Segment Start: TEXT SHOWN

To get the most out of attending a professional conference, you’ve got to do your pre-work. I know that you’re busy. I know that you barely have time to think about the clothes you’re going to pack let alone think about doing extra work before your airplane even leaves the ground. But if you knew that by putting in a few minutes spread across each week leading up to your conference could help you make connections that will be of lasting benefit to you personally and professionally for years , would you be interested? If so, read on.
You can use LinkedIn and Twitter to break the ice with other conference attendees and get to know them a little bit. It only takes a few minutes at a time to check these two platforms and contribute to the conversations.
Doing your pre-work on LinkedIn
If you don’t have a LinkedIn profile, you need to create one now. For me, LinkedIn has been the most useful social media platform for building my professional network. It’s easy, it’s unobtrusive, and you don’t have to log into it every day to update your status. (well, you could if you wanted too!)
Once you are on LinkedIn, join groups associated with whoever is hosting the conference. Usually the conference is put on by a professional group, and industry leader, or a group of industry leaders. To find these groups, enter keyword into the Search box, and make sure the drop down says Groups before you click the search button.
Once you are in the group, look for discussions about the conference and join in. If there isn’t a discussion about the conference, start one! Great discussion starters are:
Can anyone recommend a good hotel near the conference location?
I’m flying in to [conference city] the night before the conference. What’s the best place in town for good [your favorite food]?
Are there any speakers at [conference] that I shouldn’t miss seeing?
When people respond to you, send them a connection notice with a customized message thanking them for their response and asking a follow up question. Keep the conversations moving. Once you get to know people, you can suggest meeting up at the conference.

Segment End: TEXT SHOWN
Segment Start: DATA PROVIDED

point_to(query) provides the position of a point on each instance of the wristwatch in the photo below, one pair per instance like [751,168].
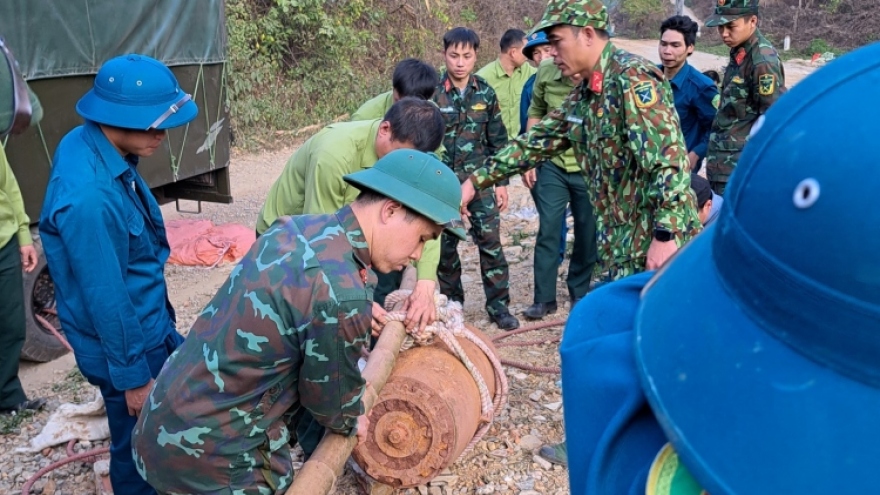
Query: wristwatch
[663,235]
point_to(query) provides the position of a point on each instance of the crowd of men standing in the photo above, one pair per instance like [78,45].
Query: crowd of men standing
[273,358]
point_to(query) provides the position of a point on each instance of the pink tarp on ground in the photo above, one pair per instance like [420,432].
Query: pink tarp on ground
[201,243]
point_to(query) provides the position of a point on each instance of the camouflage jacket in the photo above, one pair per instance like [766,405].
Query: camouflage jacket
[474,127]
[754,80]
[627,139]
[285,331]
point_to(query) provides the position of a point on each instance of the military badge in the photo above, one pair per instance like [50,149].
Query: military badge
[766,84]
[646,94]
[596,81]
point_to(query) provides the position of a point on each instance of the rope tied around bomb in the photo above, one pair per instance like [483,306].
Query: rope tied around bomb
[448,325]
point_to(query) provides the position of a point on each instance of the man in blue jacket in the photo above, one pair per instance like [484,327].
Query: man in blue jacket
[105,243]
[696,95]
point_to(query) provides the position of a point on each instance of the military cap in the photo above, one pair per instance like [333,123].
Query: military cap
[418,181]
[574,13]
[727,11]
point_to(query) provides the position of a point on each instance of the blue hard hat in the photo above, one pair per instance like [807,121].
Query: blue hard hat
[534,39]
[137,92]
[759,344]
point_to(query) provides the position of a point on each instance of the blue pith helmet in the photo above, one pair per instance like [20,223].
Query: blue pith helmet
[137,92]
[534,40]
[759,344]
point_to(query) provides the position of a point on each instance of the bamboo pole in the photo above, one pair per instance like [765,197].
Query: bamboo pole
[319,473]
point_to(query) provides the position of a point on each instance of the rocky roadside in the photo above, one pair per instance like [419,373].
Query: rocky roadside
[504,462]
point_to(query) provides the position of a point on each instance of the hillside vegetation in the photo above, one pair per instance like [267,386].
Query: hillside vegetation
[301,63]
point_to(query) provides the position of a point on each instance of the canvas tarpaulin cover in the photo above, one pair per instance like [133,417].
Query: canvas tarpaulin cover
[55,38]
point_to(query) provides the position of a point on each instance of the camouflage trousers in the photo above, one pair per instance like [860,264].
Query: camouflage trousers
[485,231]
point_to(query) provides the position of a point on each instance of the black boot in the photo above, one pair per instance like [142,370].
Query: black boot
[505,320]
[539,310]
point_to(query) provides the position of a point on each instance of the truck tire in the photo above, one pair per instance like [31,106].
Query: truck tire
[40,344]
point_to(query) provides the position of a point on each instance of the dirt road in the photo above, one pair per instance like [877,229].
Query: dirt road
[503,463]
[795,70]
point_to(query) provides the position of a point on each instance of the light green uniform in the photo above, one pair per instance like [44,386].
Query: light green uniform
[14,222]
[374,108]
[551,89]
[311,182]
[508,89]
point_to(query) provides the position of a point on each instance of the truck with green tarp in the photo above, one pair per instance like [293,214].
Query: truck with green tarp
[60,45]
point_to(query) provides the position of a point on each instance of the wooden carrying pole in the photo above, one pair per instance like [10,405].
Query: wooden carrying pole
[319,473]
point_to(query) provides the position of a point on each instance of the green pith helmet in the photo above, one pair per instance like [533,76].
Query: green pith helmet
[418,181]
[575,13]
[727,11]
[19,106]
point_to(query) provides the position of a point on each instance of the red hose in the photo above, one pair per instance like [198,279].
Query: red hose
[54,331]
[539,326]
[26,489]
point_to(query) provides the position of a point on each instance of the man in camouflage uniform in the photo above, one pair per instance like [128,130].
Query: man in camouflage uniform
[284,335]
[754,80]
[474,130]
[622,125]
[621,122]
[556,184]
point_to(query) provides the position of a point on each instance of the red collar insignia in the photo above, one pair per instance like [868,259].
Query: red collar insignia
[596,81]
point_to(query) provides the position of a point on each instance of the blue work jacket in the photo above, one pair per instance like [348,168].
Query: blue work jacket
[105,243]
[525,101]
[695,101]
[610,430]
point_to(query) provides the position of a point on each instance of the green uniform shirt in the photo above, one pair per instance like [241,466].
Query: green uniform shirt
[550,91]
[626,136]
[374,108]
[508,89]
[13,219]
[754,80]
[312,183]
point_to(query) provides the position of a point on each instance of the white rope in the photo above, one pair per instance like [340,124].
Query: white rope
[448,325]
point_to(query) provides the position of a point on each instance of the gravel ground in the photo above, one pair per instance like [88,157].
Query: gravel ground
[503,463]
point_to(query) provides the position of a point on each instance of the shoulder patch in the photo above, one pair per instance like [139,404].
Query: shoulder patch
[646,94]
[766,84]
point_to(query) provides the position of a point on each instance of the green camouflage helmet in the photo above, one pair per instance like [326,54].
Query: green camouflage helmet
[574,13]
[418,181]
[727,11]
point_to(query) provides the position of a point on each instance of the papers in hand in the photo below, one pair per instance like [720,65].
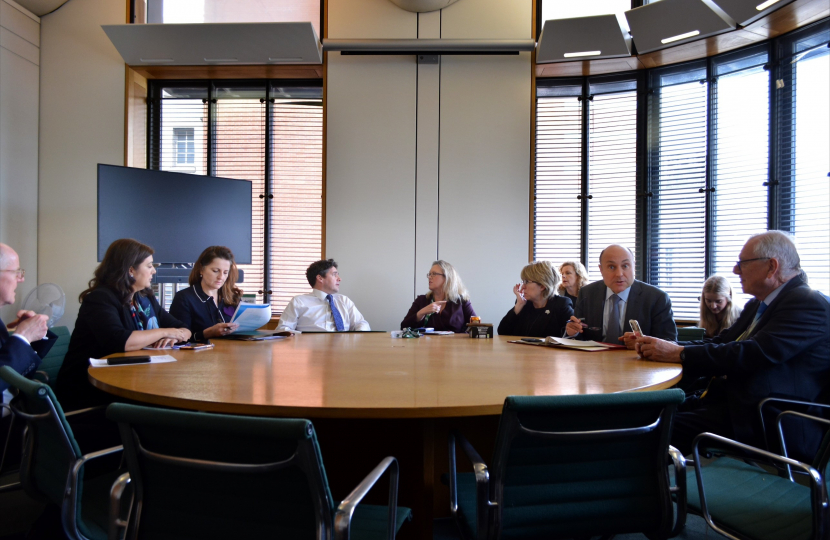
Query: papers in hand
[249,317]
[160,359]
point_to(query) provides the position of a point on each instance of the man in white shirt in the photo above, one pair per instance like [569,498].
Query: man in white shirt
[323,309]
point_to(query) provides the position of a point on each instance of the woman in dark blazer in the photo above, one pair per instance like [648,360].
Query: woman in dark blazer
[207,306]
[446,306]
[118,313]
[539,311]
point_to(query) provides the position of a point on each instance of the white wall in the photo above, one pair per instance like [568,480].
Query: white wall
[81,124]
[19,74]
[428,161]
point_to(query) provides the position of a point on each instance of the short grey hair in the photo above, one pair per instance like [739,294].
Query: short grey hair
[778,245]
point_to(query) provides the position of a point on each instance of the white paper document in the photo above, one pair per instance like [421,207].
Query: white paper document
[250,317]
[159,359]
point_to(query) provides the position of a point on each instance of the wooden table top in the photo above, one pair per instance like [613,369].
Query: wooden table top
[374,376]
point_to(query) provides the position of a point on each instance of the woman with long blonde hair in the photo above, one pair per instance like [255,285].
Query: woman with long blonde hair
[446,306]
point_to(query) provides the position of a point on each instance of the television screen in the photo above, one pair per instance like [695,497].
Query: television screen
[176,214]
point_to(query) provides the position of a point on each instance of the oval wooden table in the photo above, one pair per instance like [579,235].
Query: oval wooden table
[370,395]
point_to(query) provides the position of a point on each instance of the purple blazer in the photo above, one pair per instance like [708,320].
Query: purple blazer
[454,316]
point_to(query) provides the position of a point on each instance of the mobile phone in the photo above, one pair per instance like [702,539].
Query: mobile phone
[128,360]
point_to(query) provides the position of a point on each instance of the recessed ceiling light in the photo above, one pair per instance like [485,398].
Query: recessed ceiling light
[681,36]
[586,53]
[765,5]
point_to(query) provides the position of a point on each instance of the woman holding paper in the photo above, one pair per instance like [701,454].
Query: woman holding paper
[446,306]
[539,310]
[118,313]
[208,305]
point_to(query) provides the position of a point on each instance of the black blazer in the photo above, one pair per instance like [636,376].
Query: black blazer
[103,327]
[22,358]
[648,305]
[196,315]
[547,321]
[786,355]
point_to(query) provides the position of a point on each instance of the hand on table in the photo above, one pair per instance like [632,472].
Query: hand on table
[658,350]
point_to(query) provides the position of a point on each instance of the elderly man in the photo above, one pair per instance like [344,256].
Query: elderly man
[779,347]
[604,308]
[323,309]
[24,350]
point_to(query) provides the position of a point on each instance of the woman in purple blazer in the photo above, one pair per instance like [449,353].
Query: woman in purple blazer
[446,306]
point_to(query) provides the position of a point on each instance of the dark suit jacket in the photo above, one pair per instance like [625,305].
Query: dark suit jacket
[787,355]
[454,317]
[103,327]
[646,304]
[22,358]
[534,322]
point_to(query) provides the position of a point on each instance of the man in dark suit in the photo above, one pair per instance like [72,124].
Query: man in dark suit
[604,308]
[779,347]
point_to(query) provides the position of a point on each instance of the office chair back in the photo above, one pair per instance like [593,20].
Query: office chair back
[199,475]
[570,466]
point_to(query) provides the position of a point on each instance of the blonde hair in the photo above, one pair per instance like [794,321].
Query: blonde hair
[545,274]
[579,270]
[708,320]
[454,289]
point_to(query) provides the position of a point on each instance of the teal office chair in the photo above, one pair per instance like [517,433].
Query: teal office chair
[744,501]
[573,466]
[53,468]
[201,475]
[52,362]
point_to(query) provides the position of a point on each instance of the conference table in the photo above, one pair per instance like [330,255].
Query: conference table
[371,395]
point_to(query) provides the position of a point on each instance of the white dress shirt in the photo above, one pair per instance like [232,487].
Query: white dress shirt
[311,313]
[606,311]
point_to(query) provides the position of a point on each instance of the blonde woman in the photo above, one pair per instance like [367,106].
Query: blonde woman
[574,277]
[446,306]
[539,311]
[717,311]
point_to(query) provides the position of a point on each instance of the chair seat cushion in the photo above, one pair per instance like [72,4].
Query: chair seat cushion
[745,498]
[369,522]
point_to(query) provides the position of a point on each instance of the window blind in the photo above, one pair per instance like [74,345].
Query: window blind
[297,186]
[740,160]
[239,152]
[558,178]
[803,135]
[677,142]
[612,170]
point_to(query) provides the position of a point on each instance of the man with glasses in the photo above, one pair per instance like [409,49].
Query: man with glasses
[604,308]
[323,309]
[779,347]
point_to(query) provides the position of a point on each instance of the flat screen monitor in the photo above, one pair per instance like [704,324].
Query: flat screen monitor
[176,214]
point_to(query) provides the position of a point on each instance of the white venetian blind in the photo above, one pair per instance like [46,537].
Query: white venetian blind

Segment End: DATA PROVIDED

### TASKS FOR THIS EXERCISE
• a. List every discussion starter that the conference preparation text suggests posting in a LinkedIn group.
• b. Pick up the text on preparing for a professional conference after its last sentence and keep writing.

### ANSWER LIST
• a.
- Can anyone recommend a good hotel near the conference location?
- I’m flying in to [conference city] the night before the conference. What’s the best place in town for good [your favorite food]?
- Are there any speakers at [conference] that I shouldn’t miss seeing?

• b.
Doing your pre-work on Twitter
Most conferences now designate a Twitter hash tag that everyone can use to share information and talk about the conference. Find out what your conferences hash tag is. You can often find it right on the main conference page. If you don’t see it there, go to Twitter and do a search on the conference names and acronyms. For example, I’m attending ASTD International Conference and Exposition in May 2012. The hash tag is #ASTD2012. If I didn’t know that, I might go to Twitter and search on ASTD, ASTDICE, conference, Denver, etc. If anyone is tweeting about this conference, their tweet is likely to show up in a search on at least one of those terms. Only search on one term at a time.
Once you’ve found the hash tag, it’s time to start tweeting. You can start slow if you want, retweet something first. When you get a bit braver, reply to a tweet. And finally, start tweeting yourself. Tweet about a speaker you like, or tweet that you’re going to the conference. If you need ideas, do a search on the hashtag #conference and see what kind of things other people are saying about their conferences. When you feel ready, start tweeting directly to people, such as:
@KellyPhillipsNC see you in the Expo at #ASTD2012!
One important thing you MUST do is to have a clear face shot of yourself on your LinkedIn and Twitter accounts. Even the attendees that you don’t connect with online will be lurking and watching the conversations and Twitter stream. They’ll see your name and picture go by, and if they see you at the conference it will be much easier to start up a conversation with them because you’ll be familiar to them.
I encourage you to give it a try. Just a small amount of time and attention to pre-conference social media can turn your conference experience into a networking boosting adventure!